*GIVEN DATA*
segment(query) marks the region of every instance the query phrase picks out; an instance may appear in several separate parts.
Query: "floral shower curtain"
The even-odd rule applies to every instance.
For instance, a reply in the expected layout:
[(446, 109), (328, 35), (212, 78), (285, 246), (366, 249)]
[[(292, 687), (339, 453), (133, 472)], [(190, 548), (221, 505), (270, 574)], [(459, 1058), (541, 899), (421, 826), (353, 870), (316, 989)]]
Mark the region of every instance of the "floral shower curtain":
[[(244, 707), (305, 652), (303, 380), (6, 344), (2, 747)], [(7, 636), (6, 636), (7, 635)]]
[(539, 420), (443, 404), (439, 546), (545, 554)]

*STATED TASK*
Copy out all of these records again, requests included, and multiply every coordinate in the answers by 0.95, rounding to whole numbers with halves going up. Keep the numbers in the requests and in their sample replies unchanged.

*RESPONSE TO THE EXERCISE*
segment(query) marks the region of every instance the query phrase picks out; an instance may appear in several separate parts.
Query: "floral shower curtain"
The even-odd rule applies to every instance.
For instance, a reply in the expected layout:
[(446, 109), (328, 35), (212, 78), (285, 246), (366, 249)]
[[(292, 687), (339, 453), (133, 472)], [(190, 548), (221, 505), (270, 574)], [(459, 1058), (541, 899), (421, 826), (353, 870), (316, 989)]]
Mark the region of every instance of the "floral shower curtain":
[[(232, 672), (290, 619), (288, 361), (6, 327), (2, 710)], [(7, 604), (6, 604), (7, 603)]]
[(512, 399), (421, 384), (417, 519), (518, 526)]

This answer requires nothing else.